Texte extrait –
LE CRÉPUSCULE DES DIEUX. Par Brice Nzamba

Le soleil qui s’était levé à la conférence nationale souveraine avec l’espérance de la démocratisation de la société congolaise vient d’atteindre son crépuscule. Tous les espoirs suscités par ce moment de consensus national historique, du rétablissement de la souveraineté du peuple en imposant des élections libres et transparentes dans le choix des dirigeants, au redressement économique, en passant par l’unité nationale, ont fondus comme neige au soleil.

Pourtant, il n’eût pas été  nécessaire d’être grand clerc pour comprendre que cette conférence nationale n’a pas été une révolution effective, et que le soleil chanté dans l’hymne national allait avoir du mal à finir son cycle,  puisque d’une part les jeunes loups de cette époque se sont laissés damés le pion par les aînés dont ils reprochaient la gestion calamiteuse du marxisme léninisme, et que les responsables des crimes de sang et économiques, loin d’être inquiétés par les actes de la conférence nationale, et d’être mis hors jeu de la politique, ont tous fait semblant de devenir démocrates.

Sassou Nguesso annonçait les couleurs lors de son discours de clôture de la conférence nationale en déclarant que : «  La démocratie appartient non à ceux qui prétendent être innocents, purs et sans taches, mais à ceux qui sauront se convertir à cette nouvelle exigence. »

il est sans conteste que Sassou Nguesso se considérait lui-même être de ceux qui n’étaient ni purs ni sans taches, et croyait pouvoir se convertir à cette nouvelle donne démocratique. Là encore, il n’était pas nécessaire d’être un prophète pour comprendre que le seul lavement des mains n’aurait pas suffit à symboliser cette conversion puisque dans l’ordre de la symbolique même, et s’il faut se référer à la symbolique musulmane des ablutions( ceci étant vrai aussi pour la symbolique chrétienne), seule la grande ablution nommée Ghoust qui est le bain ou l’immersion complète du corps assure la conversion de l’individu et non la petite ablution des mains nommée abdest.

Aussi, il ne faut pas s’étonner qu’il n y ait jamais eu une conversion sincère au jeu démocratique de la part des leaders qui ont été propulsés par la conférence nationale, au grand dam des jeunes conférenciers qui n’ont pas été capables d’asseoir une véritable rupture dans le jeu politique congolais. Aujourd’hui, quinze ans après le coup d’Etat le plus sanglant de notre histoire, l’homme qui avait dit  lors de son discours de clôture de la conférence nationale souveraine : « Faut-il enjamber d’autres corps  pour arriver à la démocratie ? Ma réponse est non »  a bel et bien enjambé des corps par milliers pour rétablir la dictature.

Énoncé 1 – Pouvez-vous résumer en deux phrases le texte sur la conférence nationale souveraine ?
Énoncé 2 –
Les affirmations suivantes concordent-elles avec le texte sur la conférence nationale souveraine ? Répondez par oui ou par non, en citant à chaque fois les mots décisifs du texte.
(a) La conférence nationale a été une révolution effective.
(b) Dans la symbolique musulmane évoquée, c'est la grande ablution nommée Ghoust qui assure la conversion de l'individu.
(c) Les responsables des crimes de sang et économiques ont été mis hors jeu de la politique par la conférence nationale.
Énoncé 3 – Pouvez-vous poursuivre le texte sur la conférence nationale souveraine à partir de sa dernière phrase ?

Données fournies –
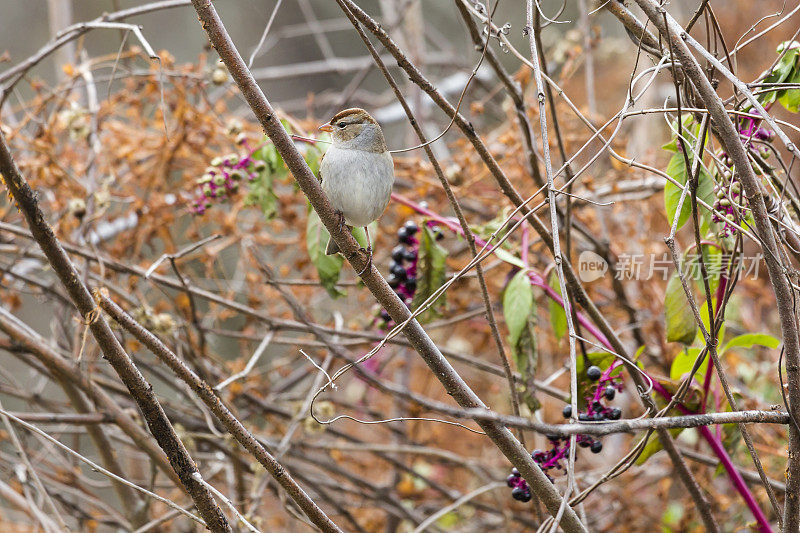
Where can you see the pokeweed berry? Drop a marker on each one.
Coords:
(521, 494)
(398, 271)
(411, 227)
(399, 253)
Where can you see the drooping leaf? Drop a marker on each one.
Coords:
(748, 340)
(431, 273)
(684, 361)
(654, 445)
(783, 71)
(677, 313)
(603, 360)
(558, 318)
(261, 191)
(519, 310)
(712, 257)
(328, 266)
(676, 169)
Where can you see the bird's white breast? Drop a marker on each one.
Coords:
(357, 183)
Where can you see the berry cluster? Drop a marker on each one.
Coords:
(729, 199)
(222, 178)
(402, 270)
(606, 389)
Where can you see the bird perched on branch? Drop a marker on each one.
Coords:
(357, 172)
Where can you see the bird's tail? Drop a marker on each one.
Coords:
(332, 247)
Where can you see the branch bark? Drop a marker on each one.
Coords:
(140, 389)
(421, 342)
(781, 286)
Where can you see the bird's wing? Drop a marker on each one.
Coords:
(319, 173)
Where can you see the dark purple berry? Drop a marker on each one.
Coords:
(398, 253)
(398, 271)
(521, 494)
(594, 373)
(404, 236)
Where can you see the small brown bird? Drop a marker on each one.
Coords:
(357, 171)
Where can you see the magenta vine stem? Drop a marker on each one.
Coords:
(714, 442)
(735, 477)
(598, 392)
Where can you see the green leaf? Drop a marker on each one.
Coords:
(431, 273)
(748, 340)
(654, 445)
(684, 361)
(261, 191)
(558, 318)
(677, 313)
(790, 98)
(517, 305)
(328, 266)
(508, 258)
(519, 310)
(361, 237)
(712, 257)
(781, 73)
(603, 360)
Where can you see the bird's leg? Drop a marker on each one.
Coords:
(341, 223)
(368, 251)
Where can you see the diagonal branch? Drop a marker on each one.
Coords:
(140, 389)
(419, 339)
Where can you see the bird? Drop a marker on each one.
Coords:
(357, 172)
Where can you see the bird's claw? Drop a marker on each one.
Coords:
(341, 224)
(369, 260)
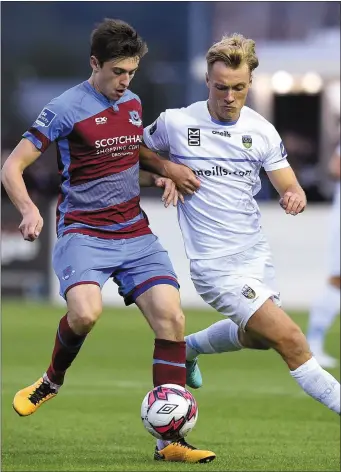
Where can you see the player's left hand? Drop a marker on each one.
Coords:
(293, 203)
(170, 194)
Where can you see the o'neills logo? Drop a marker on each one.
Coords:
(218, 171)
(135, 139)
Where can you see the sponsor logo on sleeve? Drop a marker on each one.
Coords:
(45, 118)
(135, 118)
(153, 128)
(283, 150)
(193, 137)
(248, 292)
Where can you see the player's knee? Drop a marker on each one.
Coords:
(171, 326)
(292, 343)
(250, 341)
(83, 317)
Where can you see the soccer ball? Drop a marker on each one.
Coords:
(169, 412)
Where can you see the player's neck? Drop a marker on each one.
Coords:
(93, 84)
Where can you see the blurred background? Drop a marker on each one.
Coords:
(296, 87)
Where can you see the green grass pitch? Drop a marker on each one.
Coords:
(251, 413)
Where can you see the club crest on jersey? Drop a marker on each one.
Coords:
(247, 141)
(68, 272)
(248, 292)
(135, 118)
(45, 118)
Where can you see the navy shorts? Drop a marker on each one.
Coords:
(135, 264)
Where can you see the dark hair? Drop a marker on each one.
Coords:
(114, 39)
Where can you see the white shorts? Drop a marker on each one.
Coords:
(237, 285)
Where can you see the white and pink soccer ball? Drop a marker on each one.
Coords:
(169, 412)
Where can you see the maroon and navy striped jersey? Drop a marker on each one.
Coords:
(98, 143)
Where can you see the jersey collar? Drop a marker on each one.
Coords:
(221, 123)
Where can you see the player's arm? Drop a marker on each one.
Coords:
(281, 175)
(335, 164)
(156, 140)
(170, 193)
(21, 157)
(293, 199)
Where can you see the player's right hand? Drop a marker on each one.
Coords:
(183, 177)
(31, 224)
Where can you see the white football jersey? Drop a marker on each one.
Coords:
(222, 217)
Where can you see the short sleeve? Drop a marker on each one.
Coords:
(155, 135)
(276, 155)
(52, 123)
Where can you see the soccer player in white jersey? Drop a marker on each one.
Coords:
(327, 306)
(226, 143)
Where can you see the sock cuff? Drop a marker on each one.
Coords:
(310, 365)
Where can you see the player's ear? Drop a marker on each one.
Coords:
(94, 63)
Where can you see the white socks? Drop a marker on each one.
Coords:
(217, 338)
(318, 383)
(322, 315)
(160, 444)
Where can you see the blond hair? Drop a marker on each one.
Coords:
(233, 50)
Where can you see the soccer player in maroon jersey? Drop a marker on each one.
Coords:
(102, 231)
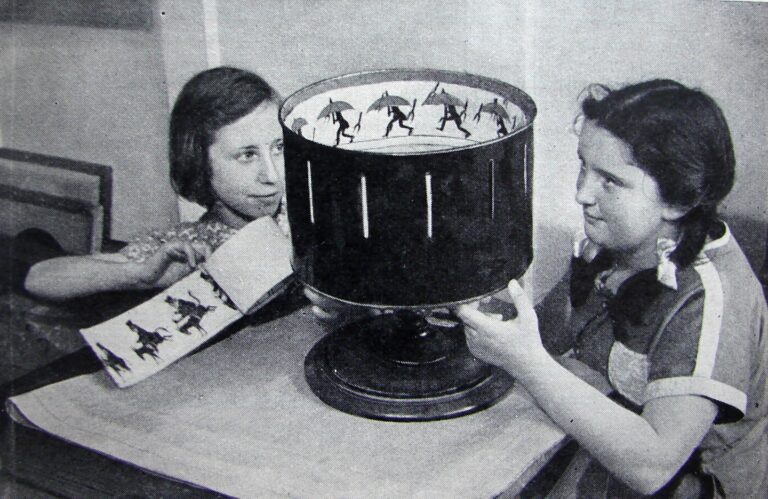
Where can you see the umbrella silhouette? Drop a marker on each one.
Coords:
(387, 100)
(442, 99)
(334, 107)
(298, 123)
(493, 108)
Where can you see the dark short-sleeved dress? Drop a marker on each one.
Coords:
(705, 334)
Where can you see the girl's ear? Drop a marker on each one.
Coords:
(673, 213)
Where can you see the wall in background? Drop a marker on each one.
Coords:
(551, 52)
(92, 94)
(104, 95)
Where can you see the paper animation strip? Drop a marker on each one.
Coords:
(244, 274)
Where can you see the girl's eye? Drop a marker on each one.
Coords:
(247, 156)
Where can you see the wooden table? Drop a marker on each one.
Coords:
(505, 445)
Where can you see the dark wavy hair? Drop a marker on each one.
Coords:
(209, 101)
(678, 136)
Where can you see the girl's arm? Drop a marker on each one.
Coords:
(76, 276)
(644, 451)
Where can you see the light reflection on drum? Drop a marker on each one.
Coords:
(409, 188)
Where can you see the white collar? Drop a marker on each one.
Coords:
(666, 269)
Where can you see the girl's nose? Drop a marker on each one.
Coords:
(268, 173)
(585, 194)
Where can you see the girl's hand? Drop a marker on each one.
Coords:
(503, 343)
(173, 261)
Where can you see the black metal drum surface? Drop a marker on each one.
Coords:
(409, 188)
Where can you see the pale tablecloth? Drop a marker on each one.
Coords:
(239, 418)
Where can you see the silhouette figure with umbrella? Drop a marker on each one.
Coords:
(498, 112)
(449, 103)
(297, 125)
(334, 110)
(392, 103)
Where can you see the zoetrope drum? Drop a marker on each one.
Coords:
(409, 187)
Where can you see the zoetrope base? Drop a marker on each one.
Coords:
(400, 367)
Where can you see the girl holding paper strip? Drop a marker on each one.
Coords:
(226, 155)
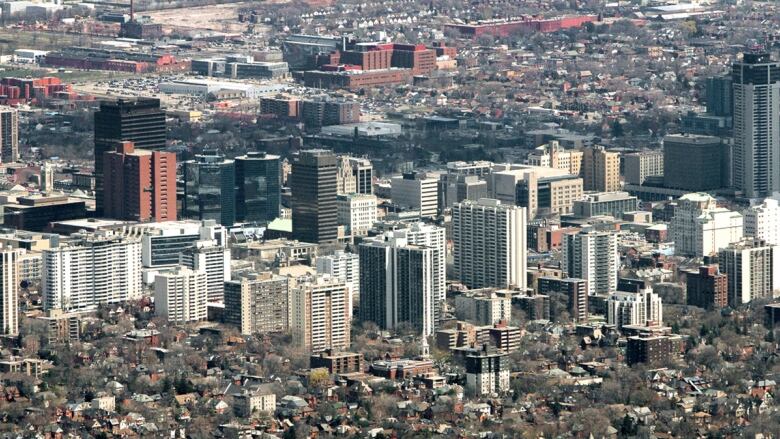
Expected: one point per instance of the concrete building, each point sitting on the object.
(700, 228)
(214, 260)
(416, 191)
(592, 256)
(398, 283)
(344, 266)
(91, 270)
(489, 240)
(605, 203)
(180, 295)
(707, 288)
(139, 185)
(320, 315)
(642, 308)
(9, 291)
(762, 221)
(313, 184)
(258, 303)
(600, 169)
(637, 166)
(753, 270)
(357, 213)
(756, 81)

Réponse rédigée 1 – Les espoirs nés de la conférence nationale souveraine (élections libres, redressement économique, unité nationale) se sont évanouis, car cette conférence n'a pas été une révolution effective et les responsables des crimes de sang et économiques ont fait semblant de devenir démocrates. Sassou Nguesso, qui avait répondu non à la question d'enjamber d'autres corps pour arriver à la démocratie, a enjambé des corps par milliers pour rétablir la dictature.

Réponse rédigée 2 –
(a) Non : « cette conférence nationale n’a pas été une révolution effective ».
(b) Oui : « seule la grande ablution nommée Ghoust qui est le bain ou l’immersion complète du corps assure la conversion de l’individu ».
(c) Non : « loin d’être inquiétés par les actes de la conférence nationale, et d’être mis hors jeu de la politique, ont tous fait semblant de devenir démocrates ».

Réponse rédigée 3 –
Oui, Sassou Nguesso n’est pas prêt à des sacrifices pour la démocratie, ça n’est pas dans sa nature, il est essentiellement contre le suffrage populaire libre et transparent, tous les intellectuels et politiciens qui nous ont vendu ce monsieur comme un démocrate qui allait rétablir la démocratie bafouée par le président LISSOUBA, sont aujourd’hui aux abonnés absents et rasent les murs. Il y a même un professeur de droit bien connu ( il se reconnaitra), qui nous a soutenu le plus sérieusement du monde qu’il était possible de réguler la démocratie par un coup d’Etat. Il confondait le système romain consistant à suspendre la République lorsque l’ennemi était aux portes de Rome en confiant tous les pouvoirs a un dictateur, le temps de faire face au péril, et de revenir ensuite à la république, système prévu également avec « les pleins pouvoirs » de l’article 16 de la constitution française, à un système tyrannique qui est dans son essence même contre la République et la démocratie.

Nous avons affaire à une tyrannie, et non une dictature, en tout cas pas dans son sens originel romain, et dans la lutte politique, les mots ont leur sens. Cette tyrannie instaurée au prix du sang et de la peur a fait perdre de son superbe le soleil de l’espérance démocratique issu de la conférence nationale souveraine, et tous les espoirs qui lui étaient associés.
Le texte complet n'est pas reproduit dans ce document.